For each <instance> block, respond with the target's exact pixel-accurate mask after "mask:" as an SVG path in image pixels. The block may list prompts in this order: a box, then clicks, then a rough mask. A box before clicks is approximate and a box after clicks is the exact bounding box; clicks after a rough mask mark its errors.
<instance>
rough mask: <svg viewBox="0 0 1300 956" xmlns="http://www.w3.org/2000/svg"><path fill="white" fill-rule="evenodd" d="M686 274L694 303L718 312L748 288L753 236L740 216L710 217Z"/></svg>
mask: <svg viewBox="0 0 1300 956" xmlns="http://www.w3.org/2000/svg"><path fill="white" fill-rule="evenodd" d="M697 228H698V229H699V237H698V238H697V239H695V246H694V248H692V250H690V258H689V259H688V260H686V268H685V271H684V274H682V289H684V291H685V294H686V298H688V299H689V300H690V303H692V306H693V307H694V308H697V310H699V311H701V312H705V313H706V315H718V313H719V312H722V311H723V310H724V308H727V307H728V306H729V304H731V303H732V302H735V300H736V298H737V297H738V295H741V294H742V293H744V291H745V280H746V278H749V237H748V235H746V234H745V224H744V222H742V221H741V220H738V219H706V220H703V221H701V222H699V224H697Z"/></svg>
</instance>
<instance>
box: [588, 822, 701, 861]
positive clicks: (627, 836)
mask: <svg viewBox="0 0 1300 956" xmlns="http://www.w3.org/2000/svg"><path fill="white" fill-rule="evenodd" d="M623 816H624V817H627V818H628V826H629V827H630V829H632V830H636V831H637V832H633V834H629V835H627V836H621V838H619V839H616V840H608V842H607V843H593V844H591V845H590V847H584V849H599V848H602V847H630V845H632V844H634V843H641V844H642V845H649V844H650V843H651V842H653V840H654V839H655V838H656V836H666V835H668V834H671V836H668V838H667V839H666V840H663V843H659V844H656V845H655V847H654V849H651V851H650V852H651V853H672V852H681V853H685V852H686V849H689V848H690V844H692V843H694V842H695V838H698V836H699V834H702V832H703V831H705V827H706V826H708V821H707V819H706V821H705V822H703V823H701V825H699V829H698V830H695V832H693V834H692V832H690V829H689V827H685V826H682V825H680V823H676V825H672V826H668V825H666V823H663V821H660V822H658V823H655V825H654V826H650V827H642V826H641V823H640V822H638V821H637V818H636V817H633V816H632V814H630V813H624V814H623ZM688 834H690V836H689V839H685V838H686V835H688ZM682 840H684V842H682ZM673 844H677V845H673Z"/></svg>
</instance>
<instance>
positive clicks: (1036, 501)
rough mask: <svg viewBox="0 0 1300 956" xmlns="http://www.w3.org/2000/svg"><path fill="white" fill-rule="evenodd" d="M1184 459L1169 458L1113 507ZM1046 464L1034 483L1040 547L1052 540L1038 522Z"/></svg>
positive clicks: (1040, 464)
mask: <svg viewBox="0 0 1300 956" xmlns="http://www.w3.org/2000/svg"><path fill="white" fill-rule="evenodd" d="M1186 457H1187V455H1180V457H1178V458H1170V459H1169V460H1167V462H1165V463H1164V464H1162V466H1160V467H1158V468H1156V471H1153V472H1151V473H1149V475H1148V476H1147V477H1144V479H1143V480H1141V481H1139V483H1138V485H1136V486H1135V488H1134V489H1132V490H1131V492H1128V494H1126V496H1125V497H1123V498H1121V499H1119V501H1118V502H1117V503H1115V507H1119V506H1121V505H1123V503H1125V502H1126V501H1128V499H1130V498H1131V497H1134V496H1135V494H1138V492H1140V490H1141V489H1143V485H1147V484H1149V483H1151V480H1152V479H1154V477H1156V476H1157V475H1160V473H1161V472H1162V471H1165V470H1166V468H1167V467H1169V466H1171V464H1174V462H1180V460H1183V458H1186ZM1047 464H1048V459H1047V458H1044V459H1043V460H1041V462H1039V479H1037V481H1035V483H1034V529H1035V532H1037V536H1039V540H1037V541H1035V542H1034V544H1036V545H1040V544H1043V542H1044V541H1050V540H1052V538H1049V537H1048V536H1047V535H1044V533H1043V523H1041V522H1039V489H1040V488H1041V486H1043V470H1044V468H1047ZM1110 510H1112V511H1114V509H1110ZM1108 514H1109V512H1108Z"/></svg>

*Your assignment*
What is needed here is an exact reproduction of all the entries.

*Answer to the problem*
For each <instance> block, respond with the target's exact pixel-accurate mask after "mask:" as an SVG path in image pixels. The block may list prompts in this order: a box, then clicks, then a rough mask. A box before clicks is approximate and a box after clicks is the exact bounding box; clicks after a rough mask mark its errors.
<instance>
rough mask: <svg viewBox="0 0 1300 956" xmlns="http://www.w3.org/2000/svg"><path fill="white" fill-rule="evenodd" d="M686 274L694 303L718 312L748 288L753 236L740 216L710 217Z"/></svg>
mask: <svg viewBox="0 0 1300 956" xmlns="http://www.w3.org/2000/svg"><path fill="white" fill-rule="evenodd" d="M697 228H698V229H699V237H698V238H697V239H695V246H694V248H692V250H690V258H689V259H688V260H686V268H685V271H684V274H682V289H684V291H685V294H686V298H688V299H689V300H690V303H692V306H693V307H694V308H697V310H699V311H701V312H705V313H706V315H718V313H719V312H722V311H723V310H724V308H727V307H728V306H729V304H731V303H732V302H735V300H736V298H737V297H738V295H741V294H742V293H744V291H745V280H746V278H749V237H748V235H746V234H745V224H744V222H742V221H741V220H738V219H706V220H703V221H701V222H699V224H697Z"/></svg>
</instance>
<instance>
box: [588, 822, 701, 861]
positive clicks: (627, 836)
mask: <svg viewBox="0 0 1300 956" xmlns="http://www.w3.org/2000/svg"><path fill="white" fill-rule="evenodd" d="M623 816H624V817H627V818H628V826H629V827H630V829H632V830H636V831H637V832H633V834H629V835H627V836H621V838H619V839H616V840H608V842H607V843H593V844H591V845H590V847H584V849H599V848H602V847H630V845H632V844H634V843H641V844H642V845H649V844H650V843H651V842H653V840H654V839H655V838H656V836H666V835H668V834H671V836H668V838H667V839H666V840H663V843H659V844H656V845H655V847H654V849H651V851H650V852H651V853H672V852H681V853H685V852H686V849H689V848H690V844H692V843H694V842H695V838H698V836H699V834H702V832H703V831H705V827H706V826H708V821H707V819H706V821H705V822H703V823H701V825H699V829H698V830H695V832H693V834H692V832H690V829H689V827H685V826H682V825H680V823H676V825H672V826H668V825H666V823H663V821H660V822H658V823H655V825H654V826H650V827H642V826H641V823H640V822H638V821H637V818H636V817H633V816H632V814H630V813H624V814H623ZM688 834H690V836H689V839H685V838H686V835H688ZM682 840H684V842H682ZM673 844H677V845H673Z"/></svg>
</instance>
<instance>
positive clicks: (1036, 501)
rough mask: <svg viewBox="0 0 1300 956" xmlns="http://www.w3.org/2000/svg"><path fill="white" fill-rule="evenodd" d="M1184 459L1169 458L1113 507ZM1046 464L1034 483L1040 547L1052 540L1038 522Z"/></svg>
positive clicks: (1040, 464)
mask: <svg viewBox="0 0 1300 956" xmlns="http://www.w3.org/2000/svg"><path fill="white" fill-rule="evenodd" d="M1186 457H1187V455H1180V457H1178V458H1170V459H1169V460H1167V462H1165V463H1164V464H1162V466H1160V467H1158V468H1156V471H1153V472H1151V473H1149V475H1148V476H1147V477H1144V479H1143V480H1141V481H1139V483H1138V485H1136V486H1135V488H1134V489H1132V490H1131V492H1128V494H1126V496H1125V497H1123V498H1121V499H1119V501H1118V502H1117V503H1115V507H1119V506H1121V505H1123V503H1125V502H1126V501H1128V499H1130V498H1131V497H1134V496H1135V494H1138V492H1140V490H1141V489H1143V485H1147V484H1149V483H1151V480H1152V479H1154V477H1156V476H1157V475H1160V473H1161V472H1162V471H1165V470H1166V468H1167V467H1169V466H1171V464H1174V462H1180V460H1183V458H1186ZM1047 464H1048V459H1047V458H1044V459H1043V460H1041V462H1039V479H1037V481H1035V483H1034V529H1035V532H1037V536H1039V540H1037V541H1035V542H1034V544H1036V545H1040V544H1043V542H1044V541H1050V540H1052V538H1049V537H1048V536H1047V535H1044V533H1043V523H1041V522H1039V489H1040V488H1041V486H1043V470H1044V468H1047ZM1110 510H1112V511H1114V509H1110ZM1108 514H1109V512H1108Z"/></svg>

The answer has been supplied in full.